++++ Source extract ++++

Regression with Softer Constraint
Relax to:
\[
\begin{split}
\mathcal{H}(C) \equiv { w \in \mathbb{R}^{10+1} \text{while} |w|^2 \le C } \\
\underset{w\in\mathbb{R}^{10+1}}{\text{min}} E_{in}(w) \text{s.t. } \sum_{q=0}^{10} w_q^2 \le C
\end{split}
\]
- \(\mathcal{H}(C)\): overlaps but not exactly the same as \(\mathcal{H'}_2\)
- soft and smooth Structure over \(C \ge 0\):
- \(\mathcal{H}(0) \in \mathcal{H}(1.126) \in \dots \in \mathcal{H}(1126) \in \dots \in \mathcal{H}(\infty) = \mathcal{H}_{10}\)
regularized hypothesis \(w_{REG}\): optimal solution from regularized hypothesis set \(\mathcal{H}(C)\)
Weighted Decay Regularization
Matrix Form of Regularized Regression Problem
\[
\begin{split}
\underset{w\in\mathbb{R}^{Q+1}}{\text{min}} E_{in}(w) = \frac{1}{N} \sum_{n=1}^{N} (w^T z_n - y_n)^2 \\
\text{s.t. } \sum_{q=0}^{Q} w_q^2 \le C
\end{split}
\]
- \(\sum_n = (Zw - y)^T(Zw - y)\)
- \(w^Tw \le C\): feasible \(w\) within a radius-\(\sqrt(C)\) hypersphere
How to solve the constrained optimization problem?
The Lagrange Multiplier
\[
\underset{w\in\mathbb{R}^{Q+1}}{\text{min}} E_{in}(w) = \frac{1}{N} (Zw - y)^T(Zw - y)
\text{s.t. } w^Tw \le C
\]
- decreasing direction: \(- \nabla E_{in}(w)\)
- normal vector of \(w^T w = C\): \(w\)
- if \(- \nabla E_{in}(w)\) and \(w\) not parallel: can decrease \(E_{in}(w)\) without violating the constraint
- at optimal solution \(w_{REG}\), \(- \nabla E_{in}(w) \propto w_{REG}\)
- want: find Lagrange multiplier \(\lambda > 0\) and \(w_{REG}\) such that \(\nabla E_{in}(w_{REG}) - \frac{2 \lambda}{N} w_{REG} = 0\)
Augmented Error
- if oracle tells you \(\lambda > 0\), then solving \(\nabla E_{in}(w_{REG}) + \frac{2 \lambda}{N} w_{REG} = 0\)
\[
\frac{2}{N}(Z^T Z w_{REG} - Z^T y) + \frac{2 \lambda}{N} w_{REG} = 0
\]
\[
w_{REG} \leftarrow (Z^T Z + \lambda I)^{-1} Z^T y
\]
- \((Z^T Z + \lambda I)\) always invertible.
- called ridge regression in Statistics.
Another view, equivalent to minimizing augmented error \(E_{aug}(w)\):
\[
E_{in}(w) + \frac{\lambda}{N} w^{T} w
\]
- regularization with augmented error instead of constrained \(E_{in}\)
\[
w_{REG} \leftarrow \underset{w}{\text{argmin}} E_{aug}(w) \text{for given} \lambda
\text{ or } \lambda = 0
\]
- minimizing unconstrained \(E_{aug}\) effectively minimizes some \(C\)-constrained \(E_{in}\)

++++

Problem details:
Retype, character for character, the stretch of the regularized regression notes that opens with the words containing "- want: find" and closes with "regression in Statistics.".

++++ Information shown ++++

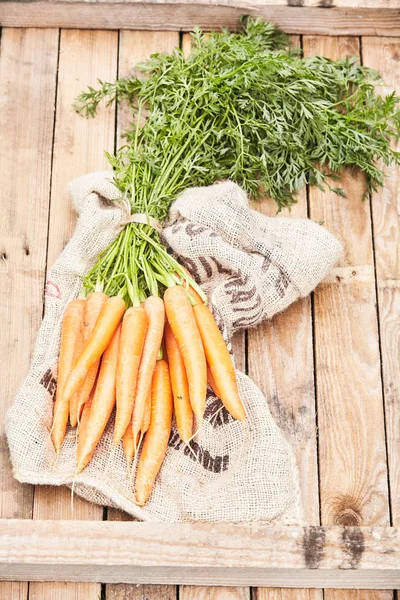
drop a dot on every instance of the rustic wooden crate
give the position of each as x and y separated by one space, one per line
329 365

++++

Exercise answer:
- want: find Lagrange multiplier \(\lambda > 0\) and \(w_{REG}\) such that \(\nabla E_{in}(w_{REG}) - \frac{2 \lambda}{N} w_{REG} = 0\)
Augmented Error
- if oracle tells you \(\lambda > 0\), then solving \(\nabla E_{in}(w_{REG}) + \frac{2 \lambda}{N} w_{REG} = 0\)
\[
\frac{2}{N}(Z^T Z w_{REG} - Z^T y) + \frac{2 \lambda}{N} w_{REG} = 0
\]
\[
w_{REG} \leftarrow (Z^T Z + \lambda I)^{-1} Z^T y
\]
- \((Z^T Z + \lambda I)\) always invertible.
- called ridge regression in Statistics.